### [The exercise]
Gather every line of the rows below that contains the string "foil", copying each line in full. Matching is case-sensitive.

## START

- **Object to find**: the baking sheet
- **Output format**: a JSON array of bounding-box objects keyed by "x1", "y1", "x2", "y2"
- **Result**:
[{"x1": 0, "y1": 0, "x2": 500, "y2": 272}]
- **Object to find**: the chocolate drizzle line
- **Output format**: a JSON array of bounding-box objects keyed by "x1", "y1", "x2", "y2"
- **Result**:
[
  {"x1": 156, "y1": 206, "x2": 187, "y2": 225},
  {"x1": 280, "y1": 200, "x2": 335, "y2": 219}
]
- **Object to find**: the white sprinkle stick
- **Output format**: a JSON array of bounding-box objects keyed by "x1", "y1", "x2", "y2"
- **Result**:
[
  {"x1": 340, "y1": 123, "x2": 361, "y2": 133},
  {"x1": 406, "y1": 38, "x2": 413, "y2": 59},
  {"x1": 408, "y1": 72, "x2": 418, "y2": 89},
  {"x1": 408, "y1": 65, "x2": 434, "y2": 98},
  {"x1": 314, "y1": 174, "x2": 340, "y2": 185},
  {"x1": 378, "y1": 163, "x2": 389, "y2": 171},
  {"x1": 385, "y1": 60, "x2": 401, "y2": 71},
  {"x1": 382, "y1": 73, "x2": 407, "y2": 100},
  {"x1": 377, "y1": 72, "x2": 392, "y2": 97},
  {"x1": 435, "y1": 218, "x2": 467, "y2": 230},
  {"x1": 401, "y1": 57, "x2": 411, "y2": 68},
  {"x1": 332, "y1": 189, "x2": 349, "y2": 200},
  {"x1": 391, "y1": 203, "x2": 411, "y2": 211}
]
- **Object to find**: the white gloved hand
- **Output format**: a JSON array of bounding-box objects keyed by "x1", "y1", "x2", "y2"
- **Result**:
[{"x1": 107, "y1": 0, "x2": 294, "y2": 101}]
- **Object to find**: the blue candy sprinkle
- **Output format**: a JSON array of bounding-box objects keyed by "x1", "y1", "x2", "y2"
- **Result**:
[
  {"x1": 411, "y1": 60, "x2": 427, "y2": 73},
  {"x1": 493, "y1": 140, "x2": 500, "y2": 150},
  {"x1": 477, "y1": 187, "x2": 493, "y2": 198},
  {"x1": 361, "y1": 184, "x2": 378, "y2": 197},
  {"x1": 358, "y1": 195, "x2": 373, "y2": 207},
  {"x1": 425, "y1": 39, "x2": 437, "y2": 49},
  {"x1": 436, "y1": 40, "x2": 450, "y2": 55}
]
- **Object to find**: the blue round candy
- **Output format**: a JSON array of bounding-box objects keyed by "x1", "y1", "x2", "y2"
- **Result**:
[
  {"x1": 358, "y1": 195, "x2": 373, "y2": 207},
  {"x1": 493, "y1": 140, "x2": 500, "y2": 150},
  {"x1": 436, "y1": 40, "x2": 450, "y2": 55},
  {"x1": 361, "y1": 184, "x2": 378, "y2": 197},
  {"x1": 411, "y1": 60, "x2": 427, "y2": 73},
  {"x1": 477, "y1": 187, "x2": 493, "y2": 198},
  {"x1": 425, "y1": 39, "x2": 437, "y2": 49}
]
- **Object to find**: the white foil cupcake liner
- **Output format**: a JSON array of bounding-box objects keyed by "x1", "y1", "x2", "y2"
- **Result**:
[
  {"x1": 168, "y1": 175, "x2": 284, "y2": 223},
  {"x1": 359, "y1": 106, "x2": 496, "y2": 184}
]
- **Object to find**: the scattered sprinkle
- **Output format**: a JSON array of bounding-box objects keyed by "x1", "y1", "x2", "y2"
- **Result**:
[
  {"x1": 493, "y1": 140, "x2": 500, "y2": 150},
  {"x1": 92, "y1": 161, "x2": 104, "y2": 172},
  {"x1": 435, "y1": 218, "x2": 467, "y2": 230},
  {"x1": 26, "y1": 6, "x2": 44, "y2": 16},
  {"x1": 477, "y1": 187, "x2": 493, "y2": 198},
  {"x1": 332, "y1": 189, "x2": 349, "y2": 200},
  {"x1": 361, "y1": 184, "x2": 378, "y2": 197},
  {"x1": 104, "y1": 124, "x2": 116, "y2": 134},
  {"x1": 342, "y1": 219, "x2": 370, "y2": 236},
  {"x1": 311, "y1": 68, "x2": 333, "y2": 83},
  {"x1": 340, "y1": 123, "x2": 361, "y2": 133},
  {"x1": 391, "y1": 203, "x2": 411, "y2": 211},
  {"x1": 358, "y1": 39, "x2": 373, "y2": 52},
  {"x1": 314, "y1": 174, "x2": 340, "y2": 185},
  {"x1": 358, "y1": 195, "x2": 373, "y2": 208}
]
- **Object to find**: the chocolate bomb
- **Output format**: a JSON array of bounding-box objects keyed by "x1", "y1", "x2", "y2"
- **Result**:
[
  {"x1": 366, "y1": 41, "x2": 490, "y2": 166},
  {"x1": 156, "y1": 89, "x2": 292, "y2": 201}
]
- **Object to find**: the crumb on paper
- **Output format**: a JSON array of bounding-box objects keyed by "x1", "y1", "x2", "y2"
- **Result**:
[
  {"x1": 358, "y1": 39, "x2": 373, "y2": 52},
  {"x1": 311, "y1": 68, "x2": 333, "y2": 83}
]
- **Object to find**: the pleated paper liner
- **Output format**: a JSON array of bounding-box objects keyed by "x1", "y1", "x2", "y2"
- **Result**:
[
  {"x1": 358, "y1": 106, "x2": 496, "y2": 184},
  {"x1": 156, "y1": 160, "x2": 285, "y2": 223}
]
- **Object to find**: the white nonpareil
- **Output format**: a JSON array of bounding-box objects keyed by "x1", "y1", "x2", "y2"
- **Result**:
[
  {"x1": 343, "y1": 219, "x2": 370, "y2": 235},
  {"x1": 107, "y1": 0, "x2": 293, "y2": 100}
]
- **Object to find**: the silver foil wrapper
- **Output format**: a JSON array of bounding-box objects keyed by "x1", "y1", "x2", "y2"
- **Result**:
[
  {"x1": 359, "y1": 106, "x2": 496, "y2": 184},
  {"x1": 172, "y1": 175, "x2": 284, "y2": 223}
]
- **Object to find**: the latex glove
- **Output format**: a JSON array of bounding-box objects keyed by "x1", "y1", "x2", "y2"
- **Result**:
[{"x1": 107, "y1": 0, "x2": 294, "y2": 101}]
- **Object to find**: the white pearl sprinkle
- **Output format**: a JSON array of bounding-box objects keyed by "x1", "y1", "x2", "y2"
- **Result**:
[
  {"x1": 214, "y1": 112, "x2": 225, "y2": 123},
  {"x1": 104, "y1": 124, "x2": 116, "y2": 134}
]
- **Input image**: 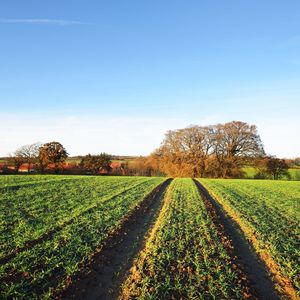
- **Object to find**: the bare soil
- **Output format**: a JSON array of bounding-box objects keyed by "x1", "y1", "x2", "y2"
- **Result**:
[
  {"x1": 194, "y1": 180, "x2": 280, "y2": 300},
  {"x1": 56, "y1": 179, "x2": 172, "y2": 300}
]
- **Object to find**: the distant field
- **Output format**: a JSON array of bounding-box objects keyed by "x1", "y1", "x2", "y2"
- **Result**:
[
  {"x1": 0, "y1": 176, "x2": 164, "y2": 298},
  {"x1": 243, "y1": 167, "x2": 300, "y2": 180}
]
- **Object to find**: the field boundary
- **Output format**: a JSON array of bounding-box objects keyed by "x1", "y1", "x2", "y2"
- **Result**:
[
  {"x1": 195, "y1": 180, "x2": 299, "y2": 300},
  {"x1": 55, "y1": 178, "x2": 173, "y2": 299}
]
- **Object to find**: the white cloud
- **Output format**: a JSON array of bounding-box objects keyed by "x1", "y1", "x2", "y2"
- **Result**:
[
  {"x1": 0, "y1": 113, "x2": 187, "y2": 156},
  {"x1": 256, "y1": 118, "x2": 300, "y2": 158},
  {"x1": 0, "y1": 19, "x2": 88, "y2": 26}
]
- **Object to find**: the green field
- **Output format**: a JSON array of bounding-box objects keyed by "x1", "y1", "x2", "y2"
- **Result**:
[
  {"x1": 0, "y1": 175, "x2": 300, "y2": 299},
  {"x1": 123, "y1": 179, "x2": 242, "y2": 299},
  {"x1": 200, "y1": 179, "x2": 300, "y2": 291},
  {"x1": 0, "y1": 176, "x2": 163, "y2": 298}
]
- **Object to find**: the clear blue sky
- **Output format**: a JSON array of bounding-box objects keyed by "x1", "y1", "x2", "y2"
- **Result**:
[{"x1": 0, "y1": 0, "x2": 300, "y2": 157}]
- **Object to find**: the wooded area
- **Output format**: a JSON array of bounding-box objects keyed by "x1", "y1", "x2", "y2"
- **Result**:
[{"x1": 2, "y1": 121, "x2": 296, "y2": 179}]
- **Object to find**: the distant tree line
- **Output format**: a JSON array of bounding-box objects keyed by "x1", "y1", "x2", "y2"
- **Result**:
[
  {"x1": 2, "y1": 121, "x2": 300, "y2": 179},
  {"x1": 4, "y1": 142, "x2": 111, "y2": 174},
  {"x1": 130, "y1": 121, "x2": 289, "y2": 179}
]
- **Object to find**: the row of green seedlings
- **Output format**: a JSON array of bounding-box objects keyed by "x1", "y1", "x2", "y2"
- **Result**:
[
  {"x1": 0, "y1": 176, "x2": 147, "y2": 261},
  {"x1": 0, "y1": 178, "x2": 163, "y2": 299},
  {"x1": 120, "y1": 179, "x2": 248, "y2": 299},
  {"x1": 200, "y1": 179, "x2": 300, "y2": 297}
]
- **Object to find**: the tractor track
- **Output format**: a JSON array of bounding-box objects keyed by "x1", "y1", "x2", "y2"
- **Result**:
[
  {"x1": 55, "y1": 179, "x2": 172, "y2": 300},
  {"x1": 194, "y1": 179, "x2": 280, "y2": 300}
]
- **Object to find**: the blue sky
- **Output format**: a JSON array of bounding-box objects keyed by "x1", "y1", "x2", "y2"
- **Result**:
[{"x1": 0, "y1": 0, "x2": 300, "y2": 157}]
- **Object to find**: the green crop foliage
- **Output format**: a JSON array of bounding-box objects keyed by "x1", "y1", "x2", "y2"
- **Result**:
[
  {"x1": 121, "y1": 179, "x2": 243, "y2": 299},
  {"x1": 0, "y1": 176, "x2": 164, "y2": 299},
  {"x1": 199, "y1": 179, "x2": 300, "y2": 293}
]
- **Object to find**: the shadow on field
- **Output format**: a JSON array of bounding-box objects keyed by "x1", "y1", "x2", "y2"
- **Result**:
[
  {"x1": 194, "y1": 180, "x2": 280, "y2": 300},
  {"x1": 56, "y1": 179, "x2": 172, "y2": 299}
]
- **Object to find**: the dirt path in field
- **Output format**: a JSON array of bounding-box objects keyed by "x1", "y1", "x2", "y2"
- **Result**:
[
  {"x1": 194, "y1": 180, "x2": 280, "y2": 300},
  {"x1": 57, "y1": 179, "x2": 172, "y2": 300}
]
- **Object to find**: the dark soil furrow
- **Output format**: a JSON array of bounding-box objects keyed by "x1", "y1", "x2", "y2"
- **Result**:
[
  {"x1": 55, "y1": 179, "x2": 172, "y2": 299},
  {"x1": 194, "y1": 180, "x2": 280, "y2": 300}
]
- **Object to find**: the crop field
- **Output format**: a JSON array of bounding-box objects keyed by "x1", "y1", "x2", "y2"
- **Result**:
[
  {"x1": 200, "y1": 179, "x2": 300, "y2": 293},
  {"x1": 0, "y1": 176, "x2": 163, "y2": 298},
  {"x1": 122, "y1": 179, "x2": 247, "y2": 299},
  {"x1": 0, "y1": 175, "x2": 300, "y2": 299}
]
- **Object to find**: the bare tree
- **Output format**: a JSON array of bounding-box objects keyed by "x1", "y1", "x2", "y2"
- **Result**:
[
  {"x1": 155, "y1": 121, "x2": 264, "y2": 177},
  {"x1": 7, "y1": 153, "x2": 25, "y2": 173},
  {"x1": 80, "y1": 153, "x2": 111, "y2": 174},
  {"x1": 15, "y1": 143, "x2": 41, "y2": 173},
  {"x1": 38, "y1": 142, "x2": 68, "y2": 173},
  {"x1": 213, "y1": 121, "x2": 265, "y2": 178}
]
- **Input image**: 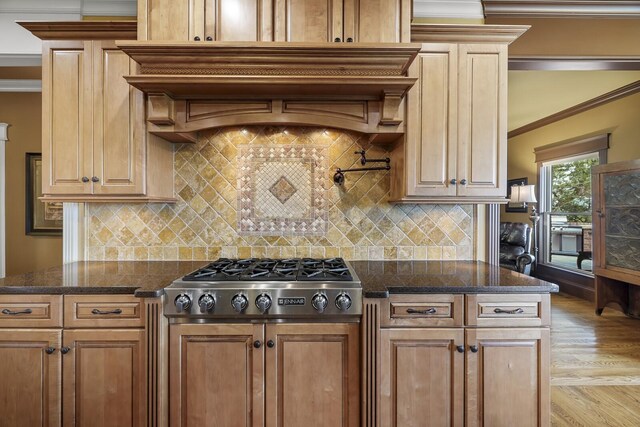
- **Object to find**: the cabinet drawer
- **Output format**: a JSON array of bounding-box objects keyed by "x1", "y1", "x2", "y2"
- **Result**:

## END

### [Solution for this problem]
- **Object to find**: the white foil cupcake liner
- **Object to find**: the silver foil wrapper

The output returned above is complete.